▶ _Source extract_
The only thing better than a great solo artist is a group of great solo artists that make beautiful music together. And better than beautiful music is Canadian-bred indie power pop. Enter The New Pornographers. Led by A.C. Newman’s Beach Boy-vocals, Dan Bejar’s slick electric guitars, and Neko Case’s divine harmonies, the band lives up to their cult status with their third album, “Twin Cinema.” It is as brilliant and thrillingly catchy as their first two records (though perhaps not as euphoric as their near-perfect debut, “Mass Romantic”), and an innovative spin on their already successful formula.

What makes The New Pornographers so singularly great can be found in the semantic differences between “power pop” and “pop.” There’s something more special about the double “p”; the catchiness of radio hits is maintained, but it’s more clever, more crafty, and less shallow.

“Twin Cinema” is wildly infectious, yet the band’s sound seems to be maturing. Or at least it sounds more brooding. The previous melt-in-your-mouth sugary numbers (“The Laws Have Changed,” “Slow Decent Into Alcoholism”) are nudged aside for a more subtle, quirky mix of songs.

▶ _Aim of the task_
Write the next part of the review of The New Pornographers' album "Twin Cinema," picking up after its last sentence.

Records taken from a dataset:
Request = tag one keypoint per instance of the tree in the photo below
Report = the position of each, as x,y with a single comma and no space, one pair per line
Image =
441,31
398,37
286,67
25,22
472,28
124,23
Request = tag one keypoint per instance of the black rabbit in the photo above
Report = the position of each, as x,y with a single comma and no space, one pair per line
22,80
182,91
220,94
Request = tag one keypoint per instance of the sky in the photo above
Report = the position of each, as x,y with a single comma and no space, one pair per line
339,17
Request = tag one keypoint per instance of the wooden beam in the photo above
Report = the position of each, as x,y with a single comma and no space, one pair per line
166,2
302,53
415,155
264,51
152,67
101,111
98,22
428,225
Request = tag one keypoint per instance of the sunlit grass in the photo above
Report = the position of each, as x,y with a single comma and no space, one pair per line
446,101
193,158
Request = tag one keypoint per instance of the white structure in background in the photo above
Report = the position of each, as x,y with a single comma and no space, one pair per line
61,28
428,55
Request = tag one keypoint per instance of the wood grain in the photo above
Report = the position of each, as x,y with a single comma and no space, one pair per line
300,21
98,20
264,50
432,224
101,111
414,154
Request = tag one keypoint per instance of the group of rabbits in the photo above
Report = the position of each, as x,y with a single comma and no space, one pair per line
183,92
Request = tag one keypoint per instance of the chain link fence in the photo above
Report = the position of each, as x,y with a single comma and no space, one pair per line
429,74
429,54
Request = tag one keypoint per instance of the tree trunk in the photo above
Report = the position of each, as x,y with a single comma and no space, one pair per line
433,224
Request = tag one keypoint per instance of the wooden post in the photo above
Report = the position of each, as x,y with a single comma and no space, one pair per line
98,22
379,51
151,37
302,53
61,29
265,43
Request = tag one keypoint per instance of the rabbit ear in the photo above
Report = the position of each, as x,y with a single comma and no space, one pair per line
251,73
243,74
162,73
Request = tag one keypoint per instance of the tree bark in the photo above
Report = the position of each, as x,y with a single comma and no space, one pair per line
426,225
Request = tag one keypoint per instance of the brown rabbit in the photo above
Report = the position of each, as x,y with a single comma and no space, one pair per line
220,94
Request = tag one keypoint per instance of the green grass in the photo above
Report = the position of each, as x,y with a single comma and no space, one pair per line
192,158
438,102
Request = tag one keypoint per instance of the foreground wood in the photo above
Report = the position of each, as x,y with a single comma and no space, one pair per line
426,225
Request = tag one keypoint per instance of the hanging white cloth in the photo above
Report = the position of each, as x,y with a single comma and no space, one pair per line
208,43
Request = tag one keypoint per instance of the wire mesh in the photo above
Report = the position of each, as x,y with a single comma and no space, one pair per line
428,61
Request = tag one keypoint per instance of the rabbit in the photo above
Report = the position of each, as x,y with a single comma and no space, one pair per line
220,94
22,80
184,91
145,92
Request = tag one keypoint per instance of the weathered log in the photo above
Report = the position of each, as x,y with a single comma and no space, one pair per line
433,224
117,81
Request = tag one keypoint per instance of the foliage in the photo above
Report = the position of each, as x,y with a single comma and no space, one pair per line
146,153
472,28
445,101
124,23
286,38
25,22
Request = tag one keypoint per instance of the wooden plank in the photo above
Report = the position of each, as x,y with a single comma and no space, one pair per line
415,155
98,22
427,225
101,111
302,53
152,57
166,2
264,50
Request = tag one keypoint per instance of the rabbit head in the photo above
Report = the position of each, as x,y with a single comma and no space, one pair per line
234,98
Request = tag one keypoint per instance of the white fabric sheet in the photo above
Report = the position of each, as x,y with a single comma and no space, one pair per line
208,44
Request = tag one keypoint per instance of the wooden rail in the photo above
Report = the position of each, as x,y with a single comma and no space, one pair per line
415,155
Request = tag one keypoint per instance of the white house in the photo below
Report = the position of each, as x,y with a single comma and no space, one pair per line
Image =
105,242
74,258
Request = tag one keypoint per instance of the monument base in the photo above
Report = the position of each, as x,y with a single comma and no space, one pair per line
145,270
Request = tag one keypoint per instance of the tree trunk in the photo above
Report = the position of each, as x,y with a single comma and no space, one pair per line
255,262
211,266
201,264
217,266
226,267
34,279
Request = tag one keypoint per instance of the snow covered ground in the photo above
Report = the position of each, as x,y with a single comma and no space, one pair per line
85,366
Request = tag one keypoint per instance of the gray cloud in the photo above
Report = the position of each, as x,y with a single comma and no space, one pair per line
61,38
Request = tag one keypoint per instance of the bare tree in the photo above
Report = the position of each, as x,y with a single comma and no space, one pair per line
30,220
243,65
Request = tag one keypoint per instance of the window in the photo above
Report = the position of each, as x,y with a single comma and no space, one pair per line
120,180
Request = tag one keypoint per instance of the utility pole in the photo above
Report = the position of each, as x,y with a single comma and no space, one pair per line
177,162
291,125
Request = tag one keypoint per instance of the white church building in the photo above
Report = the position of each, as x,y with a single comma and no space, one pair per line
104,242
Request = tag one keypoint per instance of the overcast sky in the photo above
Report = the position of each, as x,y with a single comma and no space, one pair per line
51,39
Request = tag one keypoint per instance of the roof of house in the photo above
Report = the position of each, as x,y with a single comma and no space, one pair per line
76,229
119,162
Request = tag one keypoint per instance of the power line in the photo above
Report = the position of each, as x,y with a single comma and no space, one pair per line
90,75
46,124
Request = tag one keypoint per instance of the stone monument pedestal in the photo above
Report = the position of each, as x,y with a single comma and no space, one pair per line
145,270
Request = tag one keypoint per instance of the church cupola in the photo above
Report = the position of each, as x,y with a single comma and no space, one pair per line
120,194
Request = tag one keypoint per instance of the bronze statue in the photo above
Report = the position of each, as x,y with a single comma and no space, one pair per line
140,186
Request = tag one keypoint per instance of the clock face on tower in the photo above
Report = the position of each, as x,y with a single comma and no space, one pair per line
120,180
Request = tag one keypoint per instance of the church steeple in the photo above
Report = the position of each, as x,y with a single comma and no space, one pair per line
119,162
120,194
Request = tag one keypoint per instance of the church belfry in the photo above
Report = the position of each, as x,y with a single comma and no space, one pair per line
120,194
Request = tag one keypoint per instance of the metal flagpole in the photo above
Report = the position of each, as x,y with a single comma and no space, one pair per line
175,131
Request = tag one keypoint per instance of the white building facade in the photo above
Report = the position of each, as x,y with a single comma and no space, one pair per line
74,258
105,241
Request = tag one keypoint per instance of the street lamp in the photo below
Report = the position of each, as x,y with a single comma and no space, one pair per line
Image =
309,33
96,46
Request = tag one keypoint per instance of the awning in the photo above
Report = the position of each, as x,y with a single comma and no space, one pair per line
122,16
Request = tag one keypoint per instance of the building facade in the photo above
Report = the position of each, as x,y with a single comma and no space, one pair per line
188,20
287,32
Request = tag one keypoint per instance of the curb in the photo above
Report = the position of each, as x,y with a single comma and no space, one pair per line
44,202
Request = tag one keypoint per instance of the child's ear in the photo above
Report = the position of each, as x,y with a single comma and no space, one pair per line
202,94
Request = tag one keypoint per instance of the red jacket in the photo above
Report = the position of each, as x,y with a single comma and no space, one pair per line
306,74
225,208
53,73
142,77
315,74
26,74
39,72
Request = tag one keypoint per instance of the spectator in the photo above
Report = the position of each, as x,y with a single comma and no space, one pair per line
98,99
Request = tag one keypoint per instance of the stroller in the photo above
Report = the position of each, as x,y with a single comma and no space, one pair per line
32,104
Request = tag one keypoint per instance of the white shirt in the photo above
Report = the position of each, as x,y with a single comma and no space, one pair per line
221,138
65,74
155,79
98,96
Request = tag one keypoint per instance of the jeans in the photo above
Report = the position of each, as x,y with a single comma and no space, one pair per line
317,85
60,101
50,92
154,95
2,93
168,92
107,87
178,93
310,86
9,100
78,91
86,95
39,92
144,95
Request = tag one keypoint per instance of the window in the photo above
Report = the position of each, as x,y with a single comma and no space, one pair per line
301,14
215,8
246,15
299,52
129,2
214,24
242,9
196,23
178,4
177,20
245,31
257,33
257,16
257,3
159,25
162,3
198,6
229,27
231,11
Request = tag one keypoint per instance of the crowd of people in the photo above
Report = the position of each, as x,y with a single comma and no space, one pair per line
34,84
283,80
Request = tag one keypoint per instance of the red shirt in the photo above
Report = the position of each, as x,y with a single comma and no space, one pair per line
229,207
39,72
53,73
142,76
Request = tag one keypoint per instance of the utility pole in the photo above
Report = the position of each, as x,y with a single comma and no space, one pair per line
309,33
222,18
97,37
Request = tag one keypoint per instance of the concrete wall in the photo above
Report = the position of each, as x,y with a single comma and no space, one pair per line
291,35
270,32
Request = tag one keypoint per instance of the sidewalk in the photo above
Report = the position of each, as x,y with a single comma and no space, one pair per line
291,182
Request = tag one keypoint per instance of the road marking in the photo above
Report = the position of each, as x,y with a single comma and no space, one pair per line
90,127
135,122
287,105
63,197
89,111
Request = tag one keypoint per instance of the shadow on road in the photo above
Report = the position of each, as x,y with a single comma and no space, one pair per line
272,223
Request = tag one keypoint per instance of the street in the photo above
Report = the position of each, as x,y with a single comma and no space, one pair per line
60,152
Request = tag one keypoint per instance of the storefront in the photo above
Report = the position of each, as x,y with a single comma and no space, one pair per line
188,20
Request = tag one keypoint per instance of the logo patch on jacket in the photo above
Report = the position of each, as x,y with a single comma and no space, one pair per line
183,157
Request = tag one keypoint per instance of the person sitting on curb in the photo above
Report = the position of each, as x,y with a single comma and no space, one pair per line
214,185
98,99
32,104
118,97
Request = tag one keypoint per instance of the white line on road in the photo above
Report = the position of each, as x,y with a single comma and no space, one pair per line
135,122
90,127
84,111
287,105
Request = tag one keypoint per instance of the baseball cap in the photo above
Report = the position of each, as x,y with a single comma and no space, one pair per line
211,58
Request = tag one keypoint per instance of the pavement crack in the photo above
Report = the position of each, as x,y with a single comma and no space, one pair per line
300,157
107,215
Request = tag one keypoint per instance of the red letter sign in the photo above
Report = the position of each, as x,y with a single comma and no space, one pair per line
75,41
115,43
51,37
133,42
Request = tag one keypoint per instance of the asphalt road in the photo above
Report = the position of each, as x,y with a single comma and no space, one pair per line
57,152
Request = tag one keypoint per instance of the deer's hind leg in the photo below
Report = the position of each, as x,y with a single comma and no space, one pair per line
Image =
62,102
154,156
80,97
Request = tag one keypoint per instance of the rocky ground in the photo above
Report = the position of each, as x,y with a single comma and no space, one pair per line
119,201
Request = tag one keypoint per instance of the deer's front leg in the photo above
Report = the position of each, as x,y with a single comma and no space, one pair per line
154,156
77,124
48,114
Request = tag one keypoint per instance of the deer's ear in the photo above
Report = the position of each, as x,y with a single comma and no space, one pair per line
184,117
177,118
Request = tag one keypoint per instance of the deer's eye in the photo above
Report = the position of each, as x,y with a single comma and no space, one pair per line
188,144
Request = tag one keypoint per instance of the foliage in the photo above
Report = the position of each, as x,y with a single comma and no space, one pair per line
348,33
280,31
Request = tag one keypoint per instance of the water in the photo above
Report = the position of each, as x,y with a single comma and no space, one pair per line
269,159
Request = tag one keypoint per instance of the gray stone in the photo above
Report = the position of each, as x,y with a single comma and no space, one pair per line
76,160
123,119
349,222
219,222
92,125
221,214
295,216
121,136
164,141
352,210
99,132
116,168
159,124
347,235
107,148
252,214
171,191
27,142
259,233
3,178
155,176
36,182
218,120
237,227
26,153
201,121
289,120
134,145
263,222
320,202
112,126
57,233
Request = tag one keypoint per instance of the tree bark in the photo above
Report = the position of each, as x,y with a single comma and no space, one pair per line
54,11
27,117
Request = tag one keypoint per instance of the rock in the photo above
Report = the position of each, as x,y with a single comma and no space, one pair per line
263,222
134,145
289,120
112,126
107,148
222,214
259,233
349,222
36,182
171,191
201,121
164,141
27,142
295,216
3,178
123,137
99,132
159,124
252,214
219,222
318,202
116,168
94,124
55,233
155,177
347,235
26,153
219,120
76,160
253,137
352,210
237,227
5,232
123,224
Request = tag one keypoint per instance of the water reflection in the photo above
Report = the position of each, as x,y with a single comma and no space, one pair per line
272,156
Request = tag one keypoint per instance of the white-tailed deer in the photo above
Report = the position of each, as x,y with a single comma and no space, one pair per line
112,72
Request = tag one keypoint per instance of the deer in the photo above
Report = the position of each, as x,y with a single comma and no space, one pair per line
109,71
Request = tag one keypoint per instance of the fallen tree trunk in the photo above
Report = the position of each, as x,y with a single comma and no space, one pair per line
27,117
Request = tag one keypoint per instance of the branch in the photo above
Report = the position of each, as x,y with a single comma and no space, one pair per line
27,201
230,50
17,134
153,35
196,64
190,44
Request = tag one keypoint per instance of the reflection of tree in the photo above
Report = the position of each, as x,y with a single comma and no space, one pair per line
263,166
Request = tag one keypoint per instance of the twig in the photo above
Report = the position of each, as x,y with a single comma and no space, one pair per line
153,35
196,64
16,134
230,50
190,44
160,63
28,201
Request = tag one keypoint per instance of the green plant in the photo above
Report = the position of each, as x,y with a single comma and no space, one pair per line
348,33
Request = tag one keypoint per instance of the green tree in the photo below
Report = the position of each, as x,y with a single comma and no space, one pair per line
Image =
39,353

▶ _Response box_
“Stacked Crooked,” the album closer, is a four-minute epic of layered reverb vocals, languid horns and trumpets reminiscent of the Fiery Furnaces in its ambitious glory. The alternating rhythms build into a melodic hypnosis, only made more trancelike by Neko Case and her fellow vocalists singing “Ooooo” repeatedly.

Where it could be said that the two previous releases lacked an expansive depth, “Twin Cinema” is confidently complex. Newman — whose solo album “The Slow Wonder” was last summer’s sleeper hit — gets more personal with his songwriting, though it is, as always, wonderfully absurd. On “Use It,” one of the album’s best tracks, he sings: “Two sips from the cup of human kindness and I’m shitfaced.” (In context, it sounds downright intimate). The song’s rousing verses and chorus are harmonically softened by a Ben Folds-like piano, but made excitedly dramatic by a thumping bass and a faultlessly erratic drum beat.

It is drummer Kurt Dahle who shines on many of the album’s cuts, creating impeccable beats that only strengthen The New Pornographer’s drive. On “Jackie, Dressed in Cobras” (perhaps a sequel to “Jackie” from “Mass Romantic”), Dahle fills the spaces between vibrant verses with ebullient and imaginative percussion.

The best thing about “Twin Cinema” is the musicianship of each one of the band’s seven members (plus two more, equally lovely female backup singers). At one time or another, everyone seems to be in peak form. From Dahle’s crisp drumming to the perfectly complementary vocal harmonies of the three ladies, the album’s sounds are tight, powerful and sophisticated. It’s a shame that Neko Case sings lead on only two songs; her songs have long been the highlights of the band’s albums. But when she gets the spotlight on “Cinema,” she is graceful and emotionally rich. “These Are the Fables” is an acoustic half-ballad, immaculately performed by Ms. Case backed by a poignant and colorful cello.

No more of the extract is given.